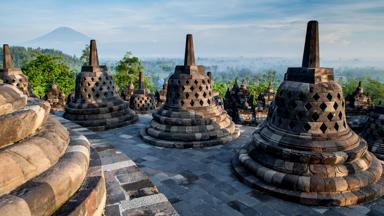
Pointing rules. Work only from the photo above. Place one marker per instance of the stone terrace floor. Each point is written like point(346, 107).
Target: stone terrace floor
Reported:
point(201, 182)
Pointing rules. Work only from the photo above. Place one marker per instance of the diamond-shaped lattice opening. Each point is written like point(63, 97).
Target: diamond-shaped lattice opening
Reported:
point(323, 106)
point(315, 116)
point(292, 104)
point(302, 96)
point(323, 127)
point(307, 127)
point(336, 126)
point(308, 106)
point(299, 115)
point(335, 106)
point(316, 97)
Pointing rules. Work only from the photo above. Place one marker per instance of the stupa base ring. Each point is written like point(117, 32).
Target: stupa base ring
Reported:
point(187, 144)
point(365, 194)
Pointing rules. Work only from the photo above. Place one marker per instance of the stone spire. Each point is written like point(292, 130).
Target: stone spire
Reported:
point(141, 80)
point(189, 58)
point(7, 59)
point(93, 57)
point(311, 56)
point(305, 151)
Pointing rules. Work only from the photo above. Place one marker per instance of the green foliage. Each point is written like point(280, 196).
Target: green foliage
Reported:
point(85, 54)
point(127, 70)
point(45, 70)
point(220, 87)
point(372, 87)
point(256, 84)
point(22, 55)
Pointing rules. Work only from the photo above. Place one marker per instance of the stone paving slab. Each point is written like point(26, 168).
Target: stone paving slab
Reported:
point(129, 190)
point(201, 182)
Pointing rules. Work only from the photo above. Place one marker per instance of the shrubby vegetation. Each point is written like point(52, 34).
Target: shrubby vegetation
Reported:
point(22, 55)
point(47, 66)
point(127, 70)
point(45, 70)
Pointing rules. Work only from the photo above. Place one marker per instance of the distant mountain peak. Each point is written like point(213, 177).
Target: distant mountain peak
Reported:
point(63, 38)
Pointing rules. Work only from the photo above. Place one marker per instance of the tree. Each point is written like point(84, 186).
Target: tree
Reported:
point(45, 70)
point(128, 70)
point(220, 87)
point(85, 54)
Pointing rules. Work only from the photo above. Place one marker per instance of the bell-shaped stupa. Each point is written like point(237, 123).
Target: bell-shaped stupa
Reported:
point(189, 117)
point(45, 168)
point(96, 104)
point(305, 151)
point(142, 101)
point(11, 75)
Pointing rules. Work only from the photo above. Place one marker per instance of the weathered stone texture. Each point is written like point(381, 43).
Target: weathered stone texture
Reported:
point(56, 98)
point(189, 117)
point(142, 101)
point(305, 151)
point(96, 104)
point(42, 164)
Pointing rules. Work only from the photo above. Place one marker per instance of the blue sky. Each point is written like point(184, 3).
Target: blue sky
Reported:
point(254, 28)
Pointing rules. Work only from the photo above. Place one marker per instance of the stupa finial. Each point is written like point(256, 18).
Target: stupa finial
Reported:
point(189, 58)
point(141, 80)
point(7, 59)
point(93, 57)
point(311, 56)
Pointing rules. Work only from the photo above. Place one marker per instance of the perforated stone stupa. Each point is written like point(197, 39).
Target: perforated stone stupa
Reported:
point(142, 101)
point(45, 168)
point(238, 104)
point(96, 104)
point(128, 92)
point(374, 131)
point(358, 106)
point(305, 151)
point(11, 75)
point(56, 98)
point(161, 95)
point(189, 117)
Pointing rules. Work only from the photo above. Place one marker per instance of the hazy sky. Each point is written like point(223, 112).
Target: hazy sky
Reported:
point(348, 29)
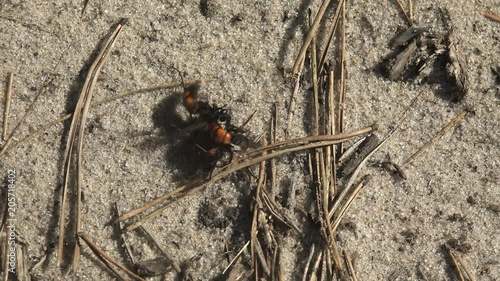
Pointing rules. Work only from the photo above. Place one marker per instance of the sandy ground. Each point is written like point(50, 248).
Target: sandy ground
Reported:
point(395, 229)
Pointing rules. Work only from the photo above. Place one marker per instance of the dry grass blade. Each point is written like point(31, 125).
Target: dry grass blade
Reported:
point(314, 67)
point(293, 101)
point(78, 125)
point(106, 259)
point(331, 32)
point(272, 164)
point(438, 136)
point(348, 202)
point(233, 261)
point(315, 268)
point(310, 35)
point(410, 10)
point(28, 111)
point(257, 206)
point(331, 130)
point(303, 144)
point(6, 252)
point(342, 80)
point(309, 259)
point(6, 110)
point(104, 101)
point(350, 267)
point(354, 175)
point(404, 12)
point(86, 94)
point(489, 15)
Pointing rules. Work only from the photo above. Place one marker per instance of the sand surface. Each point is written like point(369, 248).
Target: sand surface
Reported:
point(395, 229)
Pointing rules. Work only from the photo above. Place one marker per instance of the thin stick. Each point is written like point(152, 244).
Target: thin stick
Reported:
point(240, 252)
point(101, 254)
point(348, 203)
point(24, 23)
point(257, 207)
point(76, 121)
point(342, 80)
point(311, 254)
point(315, 267)
point(5, 257)
point(46, 126)
point(331, 32)
point(86, 94)
point(6, 110)
point(459, 265)
point(410, 10)
point(314, 67)
point(170, 259)
point(322, 140)
point(489, 15)
point(310, 35)
point(274, 128)
point(216, 178)
point(404, 12)
point(350, 267)
point(293, 101)
point(438, 136)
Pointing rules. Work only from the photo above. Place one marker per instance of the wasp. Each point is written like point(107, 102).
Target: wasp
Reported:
point(211, 126)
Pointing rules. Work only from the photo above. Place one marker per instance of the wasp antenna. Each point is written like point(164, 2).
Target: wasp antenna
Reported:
point(240, 128)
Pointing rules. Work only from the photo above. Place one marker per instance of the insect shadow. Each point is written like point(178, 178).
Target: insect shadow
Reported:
point(184, 154)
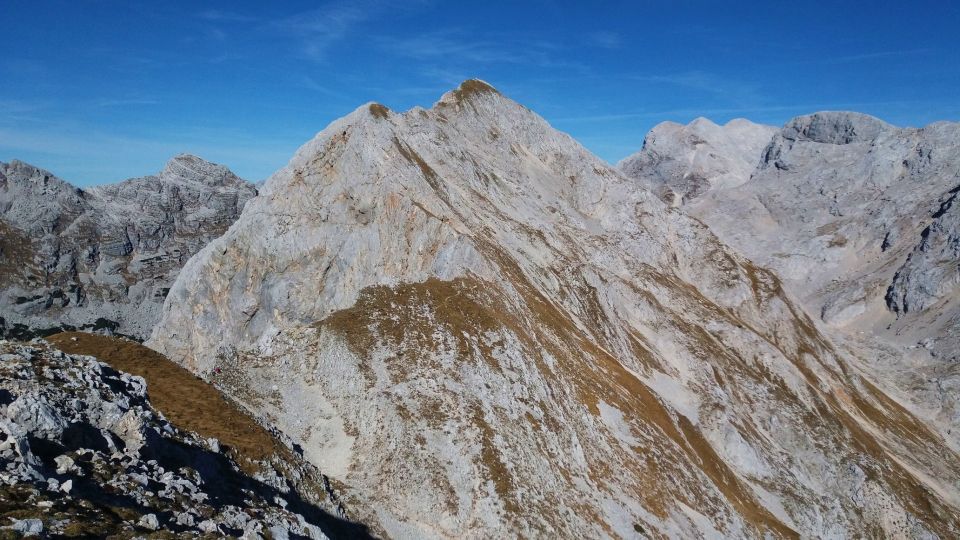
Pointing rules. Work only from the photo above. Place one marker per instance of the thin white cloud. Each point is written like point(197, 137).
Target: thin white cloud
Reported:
point(317, 29)
point(225, 16)
point(606, 39)
point(877, 55)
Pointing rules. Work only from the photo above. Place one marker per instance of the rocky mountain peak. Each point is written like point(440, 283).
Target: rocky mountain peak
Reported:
point(190, 168)
point(103, 258)
point(476, 326)
point(680, 163)
point(835, 127)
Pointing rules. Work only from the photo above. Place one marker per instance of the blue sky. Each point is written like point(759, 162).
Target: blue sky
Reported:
point(99, 91)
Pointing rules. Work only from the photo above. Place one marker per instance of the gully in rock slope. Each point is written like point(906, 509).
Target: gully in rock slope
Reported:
point(860, 219)
point(478, 328)
point(104, 258)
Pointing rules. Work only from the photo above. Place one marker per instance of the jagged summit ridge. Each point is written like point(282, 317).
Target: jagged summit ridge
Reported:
point(859, 217)
point(681, 163)
point(477, 327)
point(835, 127)
point(103, 258)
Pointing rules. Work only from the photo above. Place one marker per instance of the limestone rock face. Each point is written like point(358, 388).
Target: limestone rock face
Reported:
point(858, 217)
point(104, 258)
point(681, 163)
point(477, 328)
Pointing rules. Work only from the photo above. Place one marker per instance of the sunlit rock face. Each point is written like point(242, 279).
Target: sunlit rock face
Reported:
point(479, 329)
point(104, 258)
point(859, 219)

● ● ● ● ●

_What you are asked to do_
In the listing above, find the line containing "Target: gully in rock slope" and the line containing "Target: sunlit rock face", then quote both, plus every line between them, exactly as written.

_Written answer_
Target: gully in rock slope
Reported:
point(860, 219)
point(478, 328)
point(104, 258)
Pointing rules. Work only from the photo above. Place one marker per instance of the jagged summit ridge. Each point is written like point(282, 317).
Target: jagged summit ridge
Reported:
point(859, 217)
point(681, 163)
point(477, 327)
point(835, 127)
point(103, 258)
Pointing rules. Work only from the photo above. Place one marker per instance of the limestone rock face. Each point is written like point(358, 388).
Target: limestone rock face
Reported:
point(858, 217)
point(104, 258)
point(681, 163)
point(477, 328)
Pointing rules. Work only from the photo above. Place one marker per instance of the sunlit rock face. Each point is written like point(242, 279).
Target: sunlit rock face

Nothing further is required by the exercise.